Because $p(v)$ is sick on day $t(v)-1$, we have

$$t\bigl(p(v)\bigr)\le t(v)-1.$$

If the inequality were strict, then $p(v)$ would have been sick before day $t(v)-1$. Since influenza lasts exactly one day, $p(v)$ could not be sick on day $t(v)-1$. Hence

$$t\bigl(p(v)\bigr)=t(v)-1.$$

Thus every Mite whose first sickness occurs after day $1$ has a predecessor whose first sickness occurred exactly one day earlier.

Draw a directed edge

$$p(v)\longrightarrow v$$

for every Mite with $t(v)>1$.

Along each directed edge, the first sickness day increases by $1$:

$$t(v)=t\bigl(p(v)\bigr)+1.$$

Therefore directed cycles cannot exist, because traversing a directed cycle would make the value of $t$ strictly increase at every step and yet return to its starting value.

The directed graph is therefore a forest whose roots are precisely the Mites sick on day $1$.

Every Mite belonging to such a forest has a unique distance from the root of its component. By induction on this distance, one obtains

$$t(v)=1+\text{(distance from the root to }v).$$

Indeed, this is true for the roots. If it holds for a vertex $u$, then for every child $v$ of $u$,

$$t(v)=t(u)+1,$$

so the formula remains valid.

Hence the first sickness day of a Mite is completely determined by its position in the forest. In particular, a Mite cannot be sick on any day other than $t(v)$. If $v$ were sick on a later day, that later sickness would require another predecessor chain ending at $v$, producing a larger value of $t(v)$ than the one already determined by the unique path from the root, a contradiction.

Thus each Mite becomes sick at most once.

Since the population is finite, only finitely many sickness events can occur. Let $N$ be the number of Mites. Then at most $N$ sickness events occur altogether. After the last of these events, no Mite is sick, and no further infections are possible.

INFORMATION GIVEN:
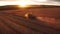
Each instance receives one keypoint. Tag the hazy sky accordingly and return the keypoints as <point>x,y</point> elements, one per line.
<point>32,2</point>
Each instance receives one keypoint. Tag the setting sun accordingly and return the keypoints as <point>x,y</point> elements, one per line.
<point>23,3</point>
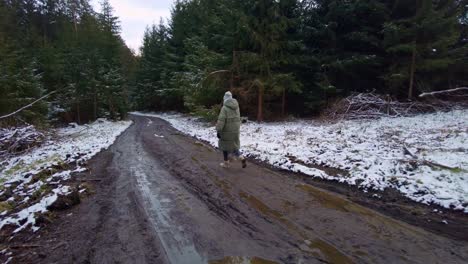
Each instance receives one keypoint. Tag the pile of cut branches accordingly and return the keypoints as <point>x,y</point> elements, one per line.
<point>18,140</point>
<point>371,105</point>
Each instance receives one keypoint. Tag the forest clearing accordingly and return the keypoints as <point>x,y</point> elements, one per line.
<point>254,131</point>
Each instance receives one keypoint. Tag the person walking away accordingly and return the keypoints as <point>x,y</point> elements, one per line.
<point>228,130</point>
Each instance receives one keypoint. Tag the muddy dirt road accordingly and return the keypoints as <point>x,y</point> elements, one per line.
<point>164,199</point>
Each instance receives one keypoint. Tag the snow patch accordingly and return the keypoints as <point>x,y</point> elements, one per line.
<point>367,153</point>
<point>47,165</point>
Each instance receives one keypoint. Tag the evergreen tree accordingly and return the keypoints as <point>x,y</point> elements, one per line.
<point>418,40</point>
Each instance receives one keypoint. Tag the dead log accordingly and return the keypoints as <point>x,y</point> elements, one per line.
<point>445,91</point>
<point>27,106</point>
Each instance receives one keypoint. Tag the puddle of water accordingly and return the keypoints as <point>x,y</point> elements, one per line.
<point>333,202</point>
<point>317,247</point>
<point>242,260</point>
<point>382,226</point>
<point>328,252</point>
<point>178,248</point>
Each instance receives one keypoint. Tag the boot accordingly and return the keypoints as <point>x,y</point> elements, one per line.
<point>244,161</point>
<point>225,164</point>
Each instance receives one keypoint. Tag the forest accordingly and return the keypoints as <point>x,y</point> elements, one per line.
<point>279,58</point>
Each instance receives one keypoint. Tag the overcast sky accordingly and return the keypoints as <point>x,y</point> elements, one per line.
<point>135,15</point>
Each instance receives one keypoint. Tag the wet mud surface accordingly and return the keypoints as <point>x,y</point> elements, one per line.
<point>163,198</point>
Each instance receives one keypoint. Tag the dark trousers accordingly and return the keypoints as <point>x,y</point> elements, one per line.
<point>235,153</point>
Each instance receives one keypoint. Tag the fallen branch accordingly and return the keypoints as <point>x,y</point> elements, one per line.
<point>24,246</point>
<point>444,91</point>
<point>27,106</point>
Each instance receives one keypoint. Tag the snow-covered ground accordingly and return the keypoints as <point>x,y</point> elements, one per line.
<point>367,153</point>
<point>34,179</point>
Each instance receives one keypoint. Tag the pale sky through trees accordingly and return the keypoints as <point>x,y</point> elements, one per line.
<point>135,15</point>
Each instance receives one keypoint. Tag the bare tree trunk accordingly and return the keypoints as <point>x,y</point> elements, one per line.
<point>283,103</point>
<point>260,104</point>
<point>78,117</point>
<point>94,104</point>
<point>413,65</point>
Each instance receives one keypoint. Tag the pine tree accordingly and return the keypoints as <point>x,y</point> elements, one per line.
<point>419,39</point>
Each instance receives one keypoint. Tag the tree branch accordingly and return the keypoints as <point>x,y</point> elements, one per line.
<point>445,91</point>
<point>26,106</point>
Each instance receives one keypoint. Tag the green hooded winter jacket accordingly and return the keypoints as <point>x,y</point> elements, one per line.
<point>228,126</point>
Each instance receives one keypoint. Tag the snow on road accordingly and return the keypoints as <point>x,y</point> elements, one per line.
<point>35,178</point>
<point>367,153</point>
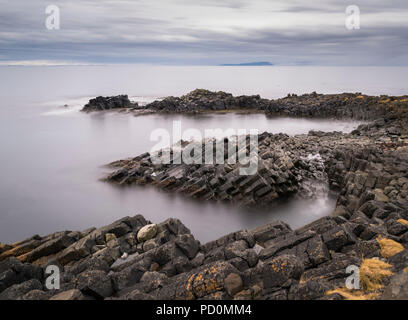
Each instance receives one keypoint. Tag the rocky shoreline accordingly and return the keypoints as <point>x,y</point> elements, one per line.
<point>133,258</point>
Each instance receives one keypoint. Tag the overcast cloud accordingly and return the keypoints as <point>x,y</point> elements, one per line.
<point>205,32</point>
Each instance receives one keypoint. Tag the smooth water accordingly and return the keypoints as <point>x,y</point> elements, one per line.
<point>52,156</point>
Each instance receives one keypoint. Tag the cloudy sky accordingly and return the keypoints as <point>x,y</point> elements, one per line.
<point>204,32</point>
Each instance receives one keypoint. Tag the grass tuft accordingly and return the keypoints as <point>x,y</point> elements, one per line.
<point>403,221</point>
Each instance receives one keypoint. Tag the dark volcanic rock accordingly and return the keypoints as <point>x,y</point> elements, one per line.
<point>108,103</point>
<point>127,260</point>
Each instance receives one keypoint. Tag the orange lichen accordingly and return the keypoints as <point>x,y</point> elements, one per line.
<point>389,247</point>
<point>353,294</point>
<point>372,272</point>
<point>403,221</point>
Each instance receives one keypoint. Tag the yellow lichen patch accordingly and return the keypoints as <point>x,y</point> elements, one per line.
<point>389,247</point>
<point>403,221</point>
<point>372,272</point>
<point>353,294</point>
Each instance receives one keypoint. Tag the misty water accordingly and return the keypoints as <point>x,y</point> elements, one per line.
<point>52,156</point>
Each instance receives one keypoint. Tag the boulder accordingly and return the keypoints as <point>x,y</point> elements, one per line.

EXERCISE DESCRIPTION: From the proof about sickness among the Mites above, reproduce word for word the stretch that begins with the words "Thus every Mite" and ends with "its starting value.".

TASK ANSWER:
Thus every Mite whose first sickness occurs after day $1$ has a predecessor whose first sickness occurred exactly one day earlier.

Draw a directed edge

$$p(v)\longrightarrow v$$

for every Mite with $t(v)>1$.

Along each directed edge, the first sickness day increases by $1$:

$$t(v)=t\bigl(p(v)\bigr)+1.$$

Therefore directed cycles cannot exist, because traversing a directed cycle would make the value of $t$ strictly increase at every step and yet return to its starting value.